# Travail à faire
A. Reproduisez sans aucune modification le passage du texte sur les recherches de COGEMA, en commençant à « Parmi les thèmes » et en terminant à « stockée en l’état. ».
B. Dans le texte sur les recherches de COGEMA, présentez sous forme de liste le paragraphe qui commence par « A l’heure actuelle », en conservant ses informations principales.
C. D’après le texte sur les recherches de COGEMA, quels sont les deux pays présentés comme les grandes cibles de COGEMA ?

# Texte étudié
Parmi les thèmes de recherche les plus importants de COGEMA, citons notamment :

=> le traitement du combustible et la gestion du combustible usé
A l’heure actuelle, environ 1/3 des combustibles usés dans le monde est traité tandis qu’un autre tiers est pour l’essentiel entreposé, en attendant de prendre une décision et qu’une petite fraction est stockée en l’état.
Pour COGEMA qui se positionne sur ce créneau du traitement, il est important de défendre et de promouvoir cette filière. Dans le même temps, il faut gérer l’aval à l’aide des procédés actuels, et valoriser ces technologies au plan international, en particulier au Japon et aux Etats-Unis, les deux grandes cibles de COGEMA, mais aussi sur tout le continent asiatique…

=> l’enrichissement par centrifugation
La redécouverte du procédé d’enrichissement par centrifugation compte également parmi les grands sujets de recherche de COGEMA.. " Il est aujourd’hui nécessaire de travailler sur cette filière, afin de mieux la comprendre et d’être capables de la remodéliser, pour non seulement rattraper notre retard, mais aussi être en mesure de participer aux développements ultérieurs ", nous confie Bertrand BARRE. " Cette démarche passe inévitablement pas la signature d’accords industriels, indispensables pour ne pas réinventer des solutions qui existent déjà… "

# Données fournies

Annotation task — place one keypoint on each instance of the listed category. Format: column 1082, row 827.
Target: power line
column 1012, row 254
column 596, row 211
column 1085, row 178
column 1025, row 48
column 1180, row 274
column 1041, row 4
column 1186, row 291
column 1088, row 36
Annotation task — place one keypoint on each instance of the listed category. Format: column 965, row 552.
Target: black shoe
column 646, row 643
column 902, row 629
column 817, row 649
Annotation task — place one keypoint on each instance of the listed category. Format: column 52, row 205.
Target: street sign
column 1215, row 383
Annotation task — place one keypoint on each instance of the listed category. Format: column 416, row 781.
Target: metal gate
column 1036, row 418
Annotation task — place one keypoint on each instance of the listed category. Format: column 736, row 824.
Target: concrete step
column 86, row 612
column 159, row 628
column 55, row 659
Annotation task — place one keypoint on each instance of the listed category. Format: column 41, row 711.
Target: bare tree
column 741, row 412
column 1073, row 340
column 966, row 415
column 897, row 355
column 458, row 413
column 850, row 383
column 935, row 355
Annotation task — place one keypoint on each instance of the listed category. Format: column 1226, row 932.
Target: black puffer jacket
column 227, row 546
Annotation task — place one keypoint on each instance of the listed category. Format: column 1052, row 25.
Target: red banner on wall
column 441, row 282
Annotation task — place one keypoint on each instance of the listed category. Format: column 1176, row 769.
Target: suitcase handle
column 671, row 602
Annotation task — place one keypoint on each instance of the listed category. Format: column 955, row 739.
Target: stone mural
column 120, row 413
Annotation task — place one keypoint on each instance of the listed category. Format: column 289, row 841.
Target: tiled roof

# Corrigé
A.
Parmi les thèmes de recherche les plus importants de COGEMA, citons notamment :

=> le traitement du combustible et la gestion du combustible usé
A l’heure actuelle, environ 1/3 des combustibles usés dans le monde est traité tandis qu’un autre tiers est pour l’essentiel entreposé, en attendant de prendre une décision et qu’une petite fraction est stockée en l’état.

B.
- Environ un tiers des combustibles usés dans le monde est traité.
- Un autre tiers est surtout entreposé dans l’attente d’une décision.
- Une petite fraction est stockée en l’état.

C. Le Japon et les États-Unis.